[Rows from a data collection]
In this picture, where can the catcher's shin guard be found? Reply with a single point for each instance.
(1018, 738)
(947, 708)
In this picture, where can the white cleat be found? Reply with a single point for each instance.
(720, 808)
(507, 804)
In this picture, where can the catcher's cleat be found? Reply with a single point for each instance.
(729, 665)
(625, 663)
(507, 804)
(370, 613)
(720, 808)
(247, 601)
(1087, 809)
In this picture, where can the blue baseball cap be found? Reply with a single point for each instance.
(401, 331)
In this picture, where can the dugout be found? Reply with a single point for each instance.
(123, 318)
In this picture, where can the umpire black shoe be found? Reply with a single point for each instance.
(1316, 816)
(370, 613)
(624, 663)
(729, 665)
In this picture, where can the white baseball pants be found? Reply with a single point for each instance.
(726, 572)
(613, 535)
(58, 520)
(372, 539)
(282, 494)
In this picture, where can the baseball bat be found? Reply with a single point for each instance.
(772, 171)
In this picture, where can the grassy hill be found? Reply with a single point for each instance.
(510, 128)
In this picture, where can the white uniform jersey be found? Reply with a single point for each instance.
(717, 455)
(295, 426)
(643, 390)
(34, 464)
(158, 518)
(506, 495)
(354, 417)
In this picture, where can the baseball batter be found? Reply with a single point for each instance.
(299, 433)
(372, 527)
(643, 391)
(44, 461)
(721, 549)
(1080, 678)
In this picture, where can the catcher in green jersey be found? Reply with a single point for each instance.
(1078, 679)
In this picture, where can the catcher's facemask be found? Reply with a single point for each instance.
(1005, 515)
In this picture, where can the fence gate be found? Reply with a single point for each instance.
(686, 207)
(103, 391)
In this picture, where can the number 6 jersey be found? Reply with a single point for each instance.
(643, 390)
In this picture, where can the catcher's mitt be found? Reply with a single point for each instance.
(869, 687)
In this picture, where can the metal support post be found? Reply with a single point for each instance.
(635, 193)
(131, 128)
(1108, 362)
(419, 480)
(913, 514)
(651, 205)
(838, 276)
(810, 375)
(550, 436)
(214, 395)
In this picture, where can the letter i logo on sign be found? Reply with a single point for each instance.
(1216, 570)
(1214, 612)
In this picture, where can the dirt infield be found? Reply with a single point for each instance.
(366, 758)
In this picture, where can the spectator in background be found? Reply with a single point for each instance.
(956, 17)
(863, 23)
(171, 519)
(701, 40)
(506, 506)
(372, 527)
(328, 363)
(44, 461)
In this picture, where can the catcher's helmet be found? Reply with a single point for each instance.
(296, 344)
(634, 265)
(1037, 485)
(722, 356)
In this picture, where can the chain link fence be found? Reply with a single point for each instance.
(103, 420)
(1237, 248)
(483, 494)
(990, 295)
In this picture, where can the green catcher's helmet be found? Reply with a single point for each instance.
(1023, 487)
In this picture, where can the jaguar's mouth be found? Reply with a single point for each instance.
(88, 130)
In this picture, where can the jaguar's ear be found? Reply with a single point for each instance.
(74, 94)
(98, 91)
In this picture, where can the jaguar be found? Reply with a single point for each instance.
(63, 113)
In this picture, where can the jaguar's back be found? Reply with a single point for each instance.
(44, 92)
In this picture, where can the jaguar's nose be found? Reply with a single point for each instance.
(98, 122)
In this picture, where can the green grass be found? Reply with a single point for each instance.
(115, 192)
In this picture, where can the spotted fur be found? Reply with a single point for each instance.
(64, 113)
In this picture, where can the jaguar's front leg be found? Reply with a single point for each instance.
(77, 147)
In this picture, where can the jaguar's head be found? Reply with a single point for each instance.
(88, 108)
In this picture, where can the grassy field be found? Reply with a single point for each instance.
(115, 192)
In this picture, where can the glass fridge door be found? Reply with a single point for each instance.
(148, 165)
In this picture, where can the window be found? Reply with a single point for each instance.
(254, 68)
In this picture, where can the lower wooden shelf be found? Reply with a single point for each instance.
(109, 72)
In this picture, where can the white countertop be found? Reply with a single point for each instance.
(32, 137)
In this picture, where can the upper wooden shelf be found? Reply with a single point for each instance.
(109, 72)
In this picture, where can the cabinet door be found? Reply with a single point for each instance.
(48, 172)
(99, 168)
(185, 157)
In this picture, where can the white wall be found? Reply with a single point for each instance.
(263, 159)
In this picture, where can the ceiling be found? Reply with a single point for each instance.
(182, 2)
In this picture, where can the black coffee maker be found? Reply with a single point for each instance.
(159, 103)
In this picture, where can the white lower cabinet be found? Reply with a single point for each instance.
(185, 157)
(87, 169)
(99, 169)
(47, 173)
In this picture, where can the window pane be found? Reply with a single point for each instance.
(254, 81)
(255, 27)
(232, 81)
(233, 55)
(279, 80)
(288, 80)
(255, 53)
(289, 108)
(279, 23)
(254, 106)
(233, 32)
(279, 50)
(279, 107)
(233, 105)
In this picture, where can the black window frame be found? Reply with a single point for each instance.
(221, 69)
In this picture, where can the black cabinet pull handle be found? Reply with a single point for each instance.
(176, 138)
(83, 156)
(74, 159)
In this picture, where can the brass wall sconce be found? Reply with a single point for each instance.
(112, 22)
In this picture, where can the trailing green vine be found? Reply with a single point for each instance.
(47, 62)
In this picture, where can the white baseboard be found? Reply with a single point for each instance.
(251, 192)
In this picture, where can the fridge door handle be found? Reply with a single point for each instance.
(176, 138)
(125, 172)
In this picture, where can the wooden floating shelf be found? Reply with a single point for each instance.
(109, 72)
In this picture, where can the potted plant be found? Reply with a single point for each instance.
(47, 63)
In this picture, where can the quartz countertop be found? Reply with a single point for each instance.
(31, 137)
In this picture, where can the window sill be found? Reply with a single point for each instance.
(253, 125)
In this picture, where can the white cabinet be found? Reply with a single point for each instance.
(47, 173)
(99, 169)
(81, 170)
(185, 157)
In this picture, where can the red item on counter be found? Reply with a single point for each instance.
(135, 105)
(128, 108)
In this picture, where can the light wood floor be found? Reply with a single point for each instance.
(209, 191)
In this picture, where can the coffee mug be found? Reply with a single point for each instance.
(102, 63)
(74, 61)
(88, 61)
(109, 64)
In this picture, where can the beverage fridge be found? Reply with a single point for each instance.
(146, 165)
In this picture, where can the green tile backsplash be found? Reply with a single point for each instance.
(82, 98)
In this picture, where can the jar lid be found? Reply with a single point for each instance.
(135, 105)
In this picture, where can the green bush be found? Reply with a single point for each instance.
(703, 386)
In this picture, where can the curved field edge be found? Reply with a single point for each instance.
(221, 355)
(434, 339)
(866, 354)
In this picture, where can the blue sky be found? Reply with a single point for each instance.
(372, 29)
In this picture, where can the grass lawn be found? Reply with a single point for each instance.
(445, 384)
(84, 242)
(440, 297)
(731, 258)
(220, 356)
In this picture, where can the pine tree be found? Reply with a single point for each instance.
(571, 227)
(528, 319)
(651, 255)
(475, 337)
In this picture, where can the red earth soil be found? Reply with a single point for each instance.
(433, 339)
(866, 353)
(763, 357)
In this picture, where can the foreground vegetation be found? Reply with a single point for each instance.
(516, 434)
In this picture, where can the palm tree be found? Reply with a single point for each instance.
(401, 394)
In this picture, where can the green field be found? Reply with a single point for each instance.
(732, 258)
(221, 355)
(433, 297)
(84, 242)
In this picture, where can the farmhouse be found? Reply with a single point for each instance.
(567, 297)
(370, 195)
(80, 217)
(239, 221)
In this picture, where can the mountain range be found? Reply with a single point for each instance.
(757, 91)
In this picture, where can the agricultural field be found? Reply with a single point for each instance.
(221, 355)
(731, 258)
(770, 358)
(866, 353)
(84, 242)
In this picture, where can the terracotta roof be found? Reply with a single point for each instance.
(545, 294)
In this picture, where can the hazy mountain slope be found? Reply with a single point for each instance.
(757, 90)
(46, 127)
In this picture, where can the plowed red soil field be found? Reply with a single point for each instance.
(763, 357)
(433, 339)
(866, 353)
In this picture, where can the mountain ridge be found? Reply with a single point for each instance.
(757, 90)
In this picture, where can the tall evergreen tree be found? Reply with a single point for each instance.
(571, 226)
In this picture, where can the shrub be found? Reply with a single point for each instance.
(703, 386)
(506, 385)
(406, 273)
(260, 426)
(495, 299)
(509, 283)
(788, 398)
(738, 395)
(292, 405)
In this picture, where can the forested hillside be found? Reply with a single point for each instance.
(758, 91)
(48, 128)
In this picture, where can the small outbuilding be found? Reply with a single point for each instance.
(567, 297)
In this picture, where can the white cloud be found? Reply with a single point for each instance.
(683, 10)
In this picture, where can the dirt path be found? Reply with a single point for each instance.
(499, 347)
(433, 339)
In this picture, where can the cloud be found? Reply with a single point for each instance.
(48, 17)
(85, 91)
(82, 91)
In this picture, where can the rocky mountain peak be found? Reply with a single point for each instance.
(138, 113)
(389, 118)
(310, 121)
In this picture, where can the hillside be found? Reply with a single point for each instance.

* [Work to complete]: Render the rows from the very first line through the line containing "(1087, 809)" as a numbered list, including both of those lines and leaving out any blank lines.

* [Finished task]:
1. In this picture, where can the catcher's shin guard be found? Reply with a single point for each instance.
2. (1018, 738)
3. (947, 708)
4. In this picture, where can the white cleat be found? Reply with a single point for each instance.
5. (720, 808)
6. (507, 804)
7. In this picture, where can the catcher's cleat be found? Reply with a single point for each instance.
8. (729, 665)
9. (625, 663)
10. (507, 804)
11. (370, 613)
12. (720, 808)
13. (247, 601)
14. (1087, 809)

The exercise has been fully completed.